[Source data]
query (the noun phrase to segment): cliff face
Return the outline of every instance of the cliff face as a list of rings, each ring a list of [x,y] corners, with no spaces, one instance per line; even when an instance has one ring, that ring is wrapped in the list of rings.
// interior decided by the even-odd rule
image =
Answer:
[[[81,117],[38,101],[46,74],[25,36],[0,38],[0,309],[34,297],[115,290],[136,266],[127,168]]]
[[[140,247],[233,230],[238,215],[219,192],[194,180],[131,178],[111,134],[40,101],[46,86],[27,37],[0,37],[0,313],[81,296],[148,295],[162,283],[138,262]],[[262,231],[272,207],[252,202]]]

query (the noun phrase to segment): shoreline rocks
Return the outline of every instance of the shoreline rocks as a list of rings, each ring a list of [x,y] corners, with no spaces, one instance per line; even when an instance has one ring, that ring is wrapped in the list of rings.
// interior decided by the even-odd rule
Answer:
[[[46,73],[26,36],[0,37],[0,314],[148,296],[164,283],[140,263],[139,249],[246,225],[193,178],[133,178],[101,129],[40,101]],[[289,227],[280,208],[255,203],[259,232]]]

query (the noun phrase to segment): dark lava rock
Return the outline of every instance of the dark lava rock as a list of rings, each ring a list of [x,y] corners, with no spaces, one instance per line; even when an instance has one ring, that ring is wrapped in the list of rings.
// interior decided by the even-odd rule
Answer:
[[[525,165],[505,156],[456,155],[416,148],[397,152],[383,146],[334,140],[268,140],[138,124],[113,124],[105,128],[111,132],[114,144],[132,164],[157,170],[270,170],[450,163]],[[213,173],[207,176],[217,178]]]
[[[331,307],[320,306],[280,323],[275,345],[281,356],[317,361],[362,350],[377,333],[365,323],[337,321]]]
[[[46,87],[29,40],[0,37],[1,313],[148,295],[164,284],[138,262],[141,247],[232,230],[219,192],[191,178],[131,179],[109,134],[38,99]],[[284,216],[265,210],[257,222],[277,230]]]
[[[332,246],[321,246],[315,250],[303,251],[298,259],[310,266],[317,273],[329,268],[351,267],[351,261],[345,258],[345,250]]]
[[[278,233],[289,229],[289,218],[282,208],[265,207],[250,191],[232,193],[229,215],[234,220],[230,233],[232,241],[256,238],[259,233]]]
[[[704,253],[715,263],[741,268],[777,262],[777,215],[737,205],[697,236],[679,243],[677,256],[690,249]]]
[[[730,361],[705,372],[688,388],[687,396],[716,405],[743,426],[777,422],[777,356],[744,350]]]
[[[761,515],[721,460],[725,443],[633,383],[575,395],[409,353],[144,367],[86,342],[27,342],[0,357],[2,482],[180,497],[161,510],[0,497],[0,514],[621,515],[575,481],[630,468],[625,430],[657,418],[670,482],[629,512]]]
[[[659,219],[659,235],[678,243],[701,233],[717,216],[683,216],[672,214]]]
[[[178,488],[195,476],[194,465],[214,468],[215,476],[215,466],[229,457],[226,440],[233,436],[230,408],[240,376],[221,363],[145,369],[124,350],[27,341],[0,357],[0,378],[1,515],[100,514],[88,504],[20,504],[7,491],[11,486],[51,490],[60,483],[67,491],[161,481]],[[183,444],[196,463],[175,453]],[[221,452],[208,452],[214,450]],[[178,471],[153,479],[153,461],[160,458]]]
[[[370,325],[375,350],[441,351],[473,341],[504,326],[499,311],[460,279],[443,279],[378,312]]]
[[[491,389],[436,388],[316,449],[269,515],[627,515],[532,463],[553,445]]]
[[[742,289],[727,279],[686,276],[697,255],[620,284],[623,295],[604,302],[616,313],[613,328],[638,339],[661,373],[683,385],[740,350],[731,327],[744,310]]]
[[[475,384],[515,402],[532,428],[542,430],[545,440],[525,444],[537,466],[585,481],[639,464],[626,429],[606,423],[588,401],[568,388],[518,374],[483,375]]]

Set problem –
Go back to the listing above and please repeat it exactly.

Task answer –
query (the noun phrase to segment): cliff face
Return the outline of every instance of the cliff face as a list of rings, each ring a list of [x,y] corners, with no spaces, one instance per line; even when an instance has one ring, that ring is wrapped in the list of rings.
// interior decided by the even-odd rule
image =
Answer:
[[[81,117],[38,101],[46,74],[25,36],[0,38],[0,309],[34,297],[115,290],[136,266],[127,168]]]
[[[140,247],[233,230],[238,215],[219,192],[194,180],[131,178],[111,134],[40,101],[46,86],[27,37],[0,37],[0,313],[81,296],[148,295],[162,283],[138,262]],[[262,231],[272,207],[252,202]]]

query (the noun phrase to segment): shoreline rocks
Return the outline of every instance of the shoreline rocks as a list of rings, each ring a list of [x,y] corners, with no spaces, one instance per line; even when an instance has one ring, that ring is wrapped in the list of rings.
// interior decided by the even-odd rule
Answer:
[[[46,73],[26,36],[0,37],[0,314],[148,296],[164,283],[140,263],[139,249],[246,225],[193,178],[133,178],[101,129],[40,101]],[[289,227],[280,208],[255,203],[259,232]]]

query (the noun phrase to segment): dark lava rock
Return the outline of every instance of the dark lava rock as a list of rings, each ring a list of [x,y] corners, with no spaces, one instance per line; even when an instance has one ring, that ring is wrapped in the list of rings.
// interior decided by the even-odd rule
Answer:
[[[525,165],[505,156],[456,155],[416,148],[397,152],[383,146],[334,140],[268,140],[138,124],[113,124],[105,128],[111,132],[114,144],[132,164],[157,170],[270,170],[450,163]],[[213,173],[207,176],[217,178]]]
[[[331,307],[320,306],[280,323],[275,345],[281,356],[317,361],[362,350],[377,333],[365,323],[337,321]]]
[[[46,87],[29,40],[0,37],[1,313],[148,295],[164,284],[138,262],[141,247],[232,230],[219,192],[191,178],[131,179],[109,134],[38,99]],[[284,216],[265,210],[257,222],[277,230]]]
[[[332,246],[321,246],[315,250],[303,251],[298,259],[310,266],[317,273],[329,268],[351,267],[351,261],[345,258],[345,250]]]
[[[278,233],[289,229],[289,218],[282,208],[265,207],[250,191],[232,193],[229,215],[234,220],[230,233],[232,241],[256,238],[259,233]]]
[[[704,253],[715,263],[741,268],[777,262],[777,215],[737,205],[697,236],[679,243],[677,256],[690,249]]]
[[[730,361],[705,372],[688,388],[687,396],[716,405],[743,426],[777,422],[777,356],[744,350]]]
[[[761,515],[721,460],[725,443],[633,383],[575,395],[409,353],[144,367],[86,342],[27,342],[0,357],[2,482],[180,497],[161,510],[0,497],[0,514],[621,515],[575,481],[630,468],[625,430],[657,418],[670,482],[629,512]]]
[[[659,219],[659,235],[678,243],[701,233],[717,216],[683,216],[672,214]]]
[[[178,488],[195,476],[194,465],[214,468],[215,476],[215,466],[229,457],[226,440],[233,436],[230,408],[240,376],[221,363],[145,369],[124,350],[27,341],[0,357],[0,378],[1,515],[100,514],[88,504],[20,504],[7,491],[11,486],[51,490],[60,483],[67,491],[161,481]],[[183,444],[196,463],[175,453]],[[221,452],[208,452],[214,450]],[[178,471],[153,479],[153,461],[160,458]]]
[[[370,325],[375,350],[441,351],[473,341],[504,326],[499,311],[460,279],[443,279],[378,312]]]
[[[491,389],[436,388],[316,449],[269,515],[627,515],[532,463],[553,445]]]
[[[742,289],[727,279],[686,276],[697,255],[620,284],[623,295],[604,302],[616,313],[613,328],[638,339],[661,373],[683,385],[740,350],[731,327],[744,310]]]
[[[475,384],[515,402],[532,428],[542,430],[545,440],[525,444],[537,466],[585,481],[639,464],[626,429],[606,423],[588,401],[568,388],[518,374],[483,375]]]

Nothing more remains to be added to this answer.